Whatever the link between nuclear architecture and regulation of gene expression is, it is an important but still poorly understood aspect of genome structure and function (O'Brien et al., 2003). Understanding its molecular basis will be essential if we want to understand the orchestration of gene expression in eukaryotes.
What therefore are the major questions that we must answer in order to begin to understand how the genome functions in the confined space of the cell nucleus? The most prominent one concerns the relationship between 3D chromatin structure and function. We lack information about the static and dynamic 3D arrangement of nucleosomes in different types of chromatin. It is attractive to start from the idea that chromatin can adopt a limited set of different spatial configurations reflecting different functional states and that gene regulation in part is due to the controlled switching between these defined states. This process appears to be closely related to histone modification and is ultimately encrypted in the DNA sequence itself.
Chromatin structure must be studied in the living cell, since it probably changes dramatically if the cell is disrupted. A breakthrough has been the development by Belmont and coworkers of methods for GFP tagging of specific genomic sites (Belmont, 2001). As the spatial resolution of light microscopy is approaching the size of a few nucleosomes, there is hope that detailed information about chromatin structure can be obtained in the next few years (Esa et al., 2000; Kano et al., 2002).
We also need quantitative models of genome function that link transitions between defined structural and functional chromatin states to protein binding and histone modification. Such models should constitute a critical guide for rational experiments, whose results can be fed back into the model. Finally, we urgently need tools to manipulate nuclear organization. This should allow us to rearrange chromatin and chromosomes and interfere with the assembly or function of nuclear domains and subsequently establish the effects on gene expression. Clearly, we first have to learn more about which proteins and possibly RNA molecules are essential for nuclear organization and chromatin structure. Subsequently, they can become targets for experiments that interfere with nuclear structure and function.
The authors acknowledge the financial support by several grants from the biological branch (ALW) of the Dutch research council NWO for research on nuclear structure and function.

★ ★ ★ ★ ★ ★ ★

DIRECTIONS »
[A] Rewrite the stretch of the passage on nuclear architecture and gene expression from "The authors acknowledge" through "on nuclear structure and function.", substituting "funding" for "financial support".
[B] Answer these questions from the passage on nuclear architecture and gene expression:
(i) Who developed methods for GFP tagging of specific genomic sites?
(ii) Why must chromatin structure be studied in the living cell?
(iii) Which branch of the Dutch research council NWO provided the grants acknowledged by the authors?

Image point-grounding data »
★ ★ ★ ★ ★ ★ ★

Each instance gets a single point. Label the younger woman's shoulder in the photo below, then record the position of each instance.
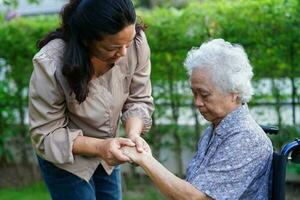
(142, 47)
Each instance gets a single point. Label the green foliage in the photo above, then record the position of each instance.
(268, 29)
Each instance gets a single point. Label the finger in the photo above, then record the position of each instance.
(139, 145)
(120, 156)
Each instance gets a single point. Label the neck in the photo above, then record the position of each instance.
(229, 110)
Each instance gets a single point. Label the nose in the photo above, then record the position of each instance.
(198, 101)
(122, 51)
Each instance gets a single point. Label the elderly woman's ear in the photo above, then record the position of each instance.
(235, 97)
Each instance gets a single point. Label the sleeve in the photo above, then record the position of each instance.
(236, 164)
(51, 138)
(140, 102)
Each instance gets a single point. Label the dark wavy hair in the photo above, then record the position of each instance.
(84, 21)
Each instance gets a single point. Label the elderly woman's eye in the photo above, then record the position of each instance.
(205, 95)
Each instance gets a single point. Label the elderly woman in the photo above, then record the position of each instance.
(234, 155)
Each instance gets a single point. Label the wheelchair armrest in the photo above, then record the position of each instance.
(270, 129)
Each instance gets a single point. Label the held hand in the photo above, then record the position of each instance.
(134, 155)
(111, 150)
(140, 143)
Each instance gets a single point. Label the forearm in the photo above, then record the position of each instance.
(87, 146)
(169, 184)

★ ★ ★ ★ ★ ★ ★

OUTPUTS IN ORDER »
[A]
The authors acknowledge the funding by several grants from the biological branch (ALW) of the Dutch research council NWO for research on nuclear structure and function.

[B]
(i) Belmont and coworkers developed them.
(ii) It must be studied there because chromatin structure probably changes dramatically if the cell is disrupted.
(iii) The grants came from the biological branch (ALW).